### Quoted passage
——————
10 Foods That Were Renamed For Political Spite

by Johan Tobias

Spite is a powerful motivator in life, even if it’s often employed with little thought or consideration and, in hindsight, comes across as something closer to ignorance. Nothing combines all of those elements better than our penchant, as a species, to childishly rename a thing if we become angry with whoever is most associated with the original name, as though someone it may drive home a political point. 

10. Kiwi Used to be Chinese Gooseberry

Kiwi fruits are a sweet and tangy treat with a distinctive bright green flesh that makes them both delicious and eye-catching. They’re so closely tied to New Zealand that we actually call people from New Zealand kiwis as well. 

The fruit is native to China and was only introduced to New Zealand in 1904. At that time they were called Chinese gooseberries, a name that remained until 1959 when New Zealand officially changed the name of their exports to kiwi fruit. 

New Zealand’s efforts to export kiwi began in the 1950s and, thanks to the Cold War, the name Chinese gooseberry was not going over well in America at all. Even the gooseberry part was bad.  They actually tried to call them melonettes for a while, except melons were subject to high tariffs, so that was a bad idea, too. Kiwi fruit was suggested and, judging by the fruit’s present day popularity, it was a good choice.
——————
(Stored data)
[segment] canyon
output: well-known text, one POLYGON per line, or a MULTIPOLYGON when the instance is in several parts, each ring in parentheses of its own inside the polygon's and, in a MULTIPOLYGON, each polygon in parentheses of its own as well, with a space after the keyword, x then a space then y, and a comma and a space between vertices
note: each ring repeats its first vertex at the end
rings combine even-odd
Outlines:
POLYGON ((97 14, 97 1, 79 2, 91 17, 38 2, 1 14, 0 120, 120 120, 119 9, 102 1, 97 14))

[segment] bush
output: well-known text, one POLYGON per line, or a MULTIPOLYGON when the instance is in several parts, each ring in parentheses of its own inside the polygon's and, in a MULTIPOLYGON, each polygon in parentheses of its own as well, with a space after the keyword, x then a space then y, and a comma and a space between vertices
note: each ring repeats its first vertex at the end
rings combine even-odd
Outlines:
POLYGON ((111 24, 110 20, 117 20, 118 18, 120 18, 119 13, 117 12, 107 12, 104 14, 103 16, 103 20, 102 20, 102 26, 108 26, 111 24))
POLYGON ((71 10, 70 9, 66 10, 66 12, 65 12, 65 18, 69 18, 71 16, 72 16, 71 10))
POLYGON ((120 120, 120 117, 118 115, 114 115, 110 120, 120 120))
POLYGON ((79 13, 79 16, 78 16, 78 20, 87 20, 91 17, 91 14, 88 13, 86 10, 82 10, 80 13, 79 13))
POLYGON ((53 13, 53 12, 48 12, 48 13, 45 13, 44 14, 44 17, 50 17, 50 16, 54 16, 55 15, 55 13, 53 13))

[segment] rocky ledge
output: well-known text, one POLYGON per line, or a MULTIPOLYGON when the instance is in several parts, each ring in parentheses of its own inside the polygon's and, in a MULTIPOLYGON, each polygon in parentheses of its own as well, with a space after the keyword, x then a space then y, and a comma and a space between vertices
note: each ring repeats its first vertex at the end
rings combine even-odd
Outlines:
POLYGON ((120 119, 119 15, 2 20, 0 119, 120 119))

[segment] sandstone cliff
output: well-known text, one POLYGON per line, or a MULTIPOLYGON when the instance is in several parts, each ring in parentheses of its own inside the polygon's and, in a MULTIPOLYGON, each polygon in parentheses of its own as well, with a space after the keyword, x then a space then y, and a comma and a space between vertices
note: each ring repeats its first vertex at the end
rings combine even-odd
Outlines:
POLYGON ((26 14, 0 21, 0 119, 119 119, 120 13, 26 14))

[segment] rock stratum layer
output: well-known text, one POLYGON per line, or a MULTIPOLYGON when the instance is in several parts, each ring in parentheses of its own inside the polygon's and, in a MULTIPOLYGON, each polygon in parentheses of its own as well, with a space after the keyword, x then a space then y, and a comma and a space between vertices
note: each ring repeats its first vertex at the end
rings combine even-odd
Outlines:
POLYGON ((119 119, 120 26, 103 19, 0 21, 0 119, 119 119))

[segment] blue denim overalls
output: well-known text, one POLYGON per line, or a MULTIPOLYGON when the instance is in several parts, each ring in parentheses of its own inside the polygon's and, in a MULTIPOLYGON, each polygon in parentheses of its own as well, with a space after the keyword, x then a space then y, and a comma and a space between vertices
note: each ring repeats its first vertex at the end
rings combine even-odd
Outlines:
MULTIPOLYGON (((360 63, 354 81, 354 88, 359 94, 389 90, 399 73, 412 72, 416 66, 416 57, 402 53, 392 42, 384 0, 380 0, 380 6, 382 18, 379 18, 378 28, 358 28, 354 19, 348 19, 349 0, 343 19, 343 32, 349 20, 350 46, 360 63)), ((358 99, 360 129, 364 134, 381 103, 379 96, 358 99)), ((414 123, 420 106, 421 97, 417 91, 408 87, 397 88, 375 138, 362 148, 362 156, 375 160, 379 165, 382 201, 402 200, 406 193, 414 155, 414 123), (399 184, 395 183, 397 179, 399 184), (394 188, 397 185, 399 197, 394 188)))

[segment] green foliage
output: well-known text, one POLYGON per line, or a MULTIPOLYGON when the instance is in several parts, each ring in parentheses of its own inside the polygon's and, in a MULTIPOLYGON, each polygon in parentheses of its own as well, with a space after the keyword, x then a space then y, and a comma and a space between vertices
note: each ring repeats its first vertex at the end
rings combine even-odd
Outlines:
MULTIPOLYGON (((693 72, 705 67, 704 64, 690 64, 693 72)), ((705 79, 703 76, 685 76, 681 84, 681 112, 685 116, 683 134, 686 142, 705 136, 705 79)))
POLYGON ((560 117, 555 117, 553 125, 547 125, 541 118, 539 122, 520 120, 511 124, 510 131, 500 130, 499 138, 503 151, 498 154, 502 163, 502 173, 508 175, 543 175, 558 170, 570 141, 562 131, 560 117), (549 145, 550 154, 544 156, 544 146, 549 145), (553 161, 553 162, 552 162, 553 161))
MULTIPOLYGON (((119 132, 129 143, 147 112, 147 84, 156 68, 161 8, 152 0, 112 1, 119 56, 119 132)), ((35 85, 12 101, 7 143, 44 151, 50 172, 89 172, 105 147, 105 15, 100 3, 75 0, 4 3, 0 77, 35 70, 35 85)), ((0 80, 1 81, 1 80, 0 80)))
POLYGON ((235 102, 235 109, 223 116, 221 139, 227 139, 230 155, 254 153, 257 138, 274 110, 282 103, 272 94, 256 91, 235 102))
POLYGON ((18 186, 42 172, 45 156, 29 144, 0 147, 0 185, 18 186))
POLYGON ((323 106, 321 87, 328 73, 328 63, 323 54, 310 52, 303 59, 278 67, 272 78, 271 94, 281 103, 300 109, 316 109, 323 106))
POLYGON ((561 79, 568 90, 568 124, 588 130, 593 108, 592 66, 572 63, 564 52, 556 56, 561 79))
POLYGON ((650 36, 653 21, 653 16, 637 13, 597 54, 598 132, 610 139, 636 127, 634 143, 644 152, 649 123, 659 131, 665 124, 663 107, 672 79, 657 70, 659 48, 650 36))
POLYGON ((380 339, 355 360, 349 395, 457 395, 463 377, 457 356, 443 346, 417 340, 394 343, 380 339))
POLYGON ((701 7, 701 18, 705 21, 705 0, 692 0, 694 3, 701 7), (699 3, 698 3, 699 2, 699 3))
——————
### Problems to work on
1. According to the renamed-foods article, in what year was the kiwi fruit introduced to New Zealand?
2. Name every country mentioned in the renamed-foods article.

### Responses to the exercise
1. 1904

2. China, New Zealand, America